_Your objective_
Filter the entries for the string "below". Copy each line that has it.

_Records_
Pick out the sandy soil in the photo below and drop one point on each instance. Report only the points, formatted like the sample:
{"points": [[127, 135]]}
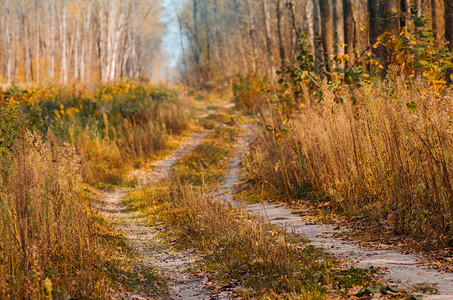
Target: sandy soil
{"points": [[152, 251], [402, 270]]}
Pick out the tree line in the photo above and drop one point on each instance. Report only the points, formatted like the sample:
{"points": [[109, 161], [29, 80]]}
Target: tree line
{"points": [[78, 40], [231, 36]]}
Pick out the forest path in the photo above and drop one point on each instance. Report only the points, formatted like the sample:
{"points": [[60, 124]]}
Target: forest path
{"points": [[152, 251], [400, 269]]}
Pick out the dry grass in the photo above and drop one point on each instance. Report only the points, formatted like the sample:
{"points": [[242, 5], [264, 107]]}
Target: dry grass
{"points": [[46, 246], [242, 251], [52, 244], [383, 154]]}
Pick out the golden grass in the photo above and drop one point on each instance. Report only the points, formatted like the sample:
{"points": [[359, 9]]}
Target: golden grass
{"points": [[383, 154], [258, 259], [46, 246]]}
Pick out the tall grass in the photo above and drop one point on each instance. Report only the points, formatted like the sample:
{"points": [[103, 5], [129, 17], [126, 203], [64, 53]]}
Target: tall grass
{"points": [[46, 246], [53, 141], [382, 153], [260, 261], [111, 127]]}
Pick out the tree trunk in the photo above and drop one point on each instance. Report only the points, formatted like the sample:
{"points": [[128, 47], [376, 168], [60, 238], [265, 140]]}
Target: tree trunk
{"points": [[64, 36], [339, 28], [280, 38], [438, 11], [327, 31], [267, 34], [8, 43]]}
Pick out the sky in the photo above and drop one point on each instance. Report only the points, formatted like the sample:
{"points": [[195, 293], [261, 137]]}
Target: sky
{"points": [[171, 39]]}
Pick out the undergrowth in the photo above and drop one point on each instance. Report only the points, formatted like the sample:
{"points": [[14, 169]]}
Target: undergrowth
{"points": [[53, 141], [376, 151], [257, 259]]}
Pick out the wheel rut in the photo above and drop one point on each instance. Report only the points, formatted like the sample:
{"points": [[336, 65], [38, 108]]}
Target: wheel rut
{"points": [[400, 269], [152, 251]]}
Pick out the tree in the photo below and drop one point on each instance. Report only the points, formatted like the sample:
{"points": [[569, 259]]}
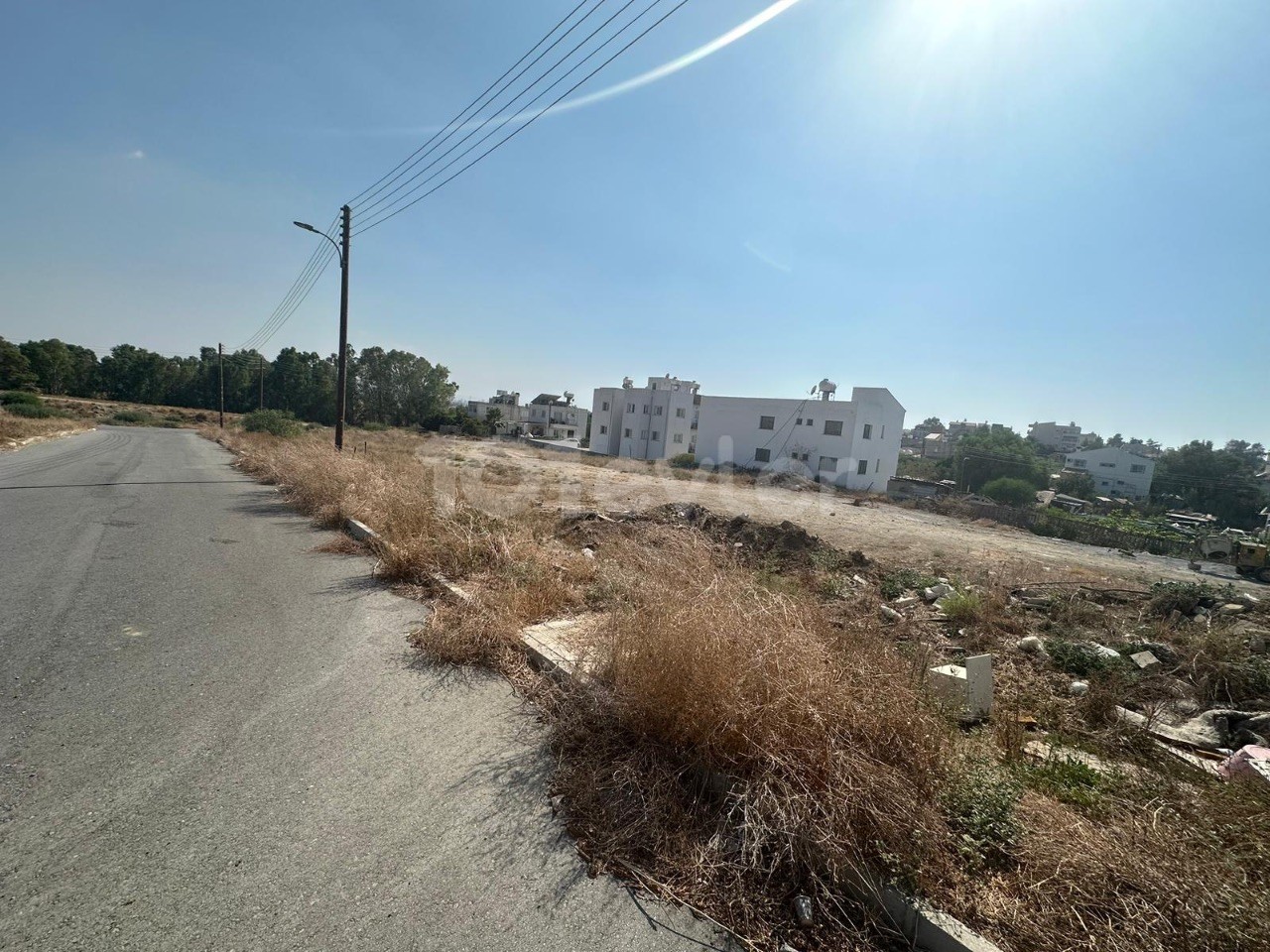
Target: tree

* * *

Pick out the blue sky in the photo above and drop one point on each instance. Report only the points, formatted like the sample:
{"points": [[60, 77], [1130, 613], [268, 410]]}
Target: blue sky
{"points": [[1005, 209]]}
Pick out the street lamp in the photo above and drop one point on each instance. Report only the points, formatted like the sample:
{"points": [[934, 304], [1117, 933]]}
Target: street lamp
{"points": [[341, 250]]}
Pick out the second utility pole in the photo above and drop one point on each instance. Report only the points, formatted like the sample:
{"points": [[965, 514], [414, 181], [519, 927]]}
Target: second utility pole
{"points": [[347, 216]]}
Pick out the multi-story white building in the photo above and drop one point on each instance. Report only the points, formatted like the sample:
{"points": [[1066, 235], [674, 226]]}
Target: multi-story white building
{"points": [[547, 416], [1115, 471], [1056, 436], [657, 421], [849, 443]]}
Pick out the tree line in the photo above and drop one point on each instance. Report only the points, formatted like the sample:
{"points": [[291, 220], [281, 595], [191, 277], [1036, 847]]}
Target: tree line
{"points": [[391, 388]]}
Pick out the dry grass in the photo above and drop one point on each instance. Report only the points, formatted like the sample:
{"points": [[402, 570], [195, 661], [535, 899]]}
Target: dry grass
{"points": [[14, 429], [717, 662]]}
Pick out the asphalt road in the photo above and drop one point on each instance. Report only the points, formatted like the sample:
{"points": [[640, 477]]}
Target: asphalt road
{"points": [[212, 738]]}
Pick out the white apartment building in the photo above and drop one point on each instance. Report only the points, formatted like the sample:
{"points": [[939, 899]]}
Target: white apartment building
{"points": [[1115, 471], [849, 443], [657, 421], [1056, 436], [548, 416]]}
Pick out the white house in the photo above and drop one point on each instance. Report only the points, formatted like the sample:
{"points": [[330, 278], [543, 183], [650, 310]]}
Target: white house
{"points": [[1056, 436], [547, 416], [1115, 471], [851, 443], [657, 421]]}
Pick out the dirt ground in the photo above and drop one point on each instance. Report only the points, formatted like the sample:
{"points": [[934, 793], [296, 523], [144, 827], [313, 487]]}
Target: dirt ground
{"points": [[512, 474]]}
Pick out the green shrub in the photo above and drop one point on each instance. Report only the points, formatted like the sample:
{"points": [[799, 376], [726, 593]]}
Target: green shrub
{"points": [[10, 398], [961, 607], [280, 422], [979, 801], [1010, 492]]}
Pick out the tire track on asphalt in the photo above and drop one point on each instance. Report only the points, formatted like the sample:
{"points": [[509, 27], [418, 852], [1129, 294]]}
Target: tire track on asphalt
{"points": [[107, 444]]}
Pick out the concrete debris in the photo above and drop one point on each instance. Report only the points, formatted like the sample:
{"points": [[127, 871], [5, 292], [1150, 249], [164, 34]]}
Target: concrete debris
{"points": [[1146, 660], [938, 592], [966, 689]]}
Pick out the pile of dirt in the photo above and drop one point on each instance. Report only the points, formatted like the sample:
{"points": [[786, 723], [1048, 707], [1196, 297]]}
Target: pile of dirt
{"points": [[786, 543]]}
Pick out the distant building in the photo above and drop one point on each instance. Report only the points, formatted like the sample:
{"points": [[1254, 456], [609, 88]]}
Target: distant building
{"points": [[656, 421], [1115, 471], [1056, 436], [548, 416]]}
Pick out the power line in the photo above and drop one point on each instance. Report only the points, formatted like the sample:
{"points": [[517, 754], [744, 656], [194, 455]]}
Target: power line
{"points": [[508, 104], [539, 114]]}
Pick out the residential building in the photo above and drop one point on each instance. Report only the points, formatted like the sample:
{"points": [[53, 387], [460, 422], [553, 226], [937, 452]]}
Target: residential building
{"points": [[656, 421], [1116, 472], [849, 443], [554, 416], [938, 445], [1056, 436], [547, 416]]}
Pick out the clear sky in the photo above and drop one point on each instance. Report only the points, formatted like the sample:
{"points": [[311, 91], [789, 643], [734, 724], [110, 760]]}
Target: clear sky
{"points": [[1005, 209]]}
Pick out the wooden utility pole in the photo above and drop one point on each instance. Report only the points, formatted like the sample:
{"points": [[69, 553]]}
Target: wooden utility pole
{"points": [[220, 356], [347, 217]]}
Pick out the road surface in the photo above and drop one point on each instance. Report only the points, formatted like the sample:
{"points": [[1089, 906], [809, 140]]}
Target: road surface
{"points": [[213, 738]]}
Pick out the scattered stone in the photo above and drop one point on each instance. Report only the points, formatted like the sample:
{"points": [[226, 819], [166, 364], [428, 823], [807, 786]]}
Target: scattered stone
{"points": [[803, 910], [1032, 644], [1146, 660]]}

_Final answer_
Pick out the sandy soil in the photo below and drop one point on each instance. Report only the points, formatted like the sample:
Pick out the tree in the photo below and drop one point on each instance. Report only the points, formatted like the sample:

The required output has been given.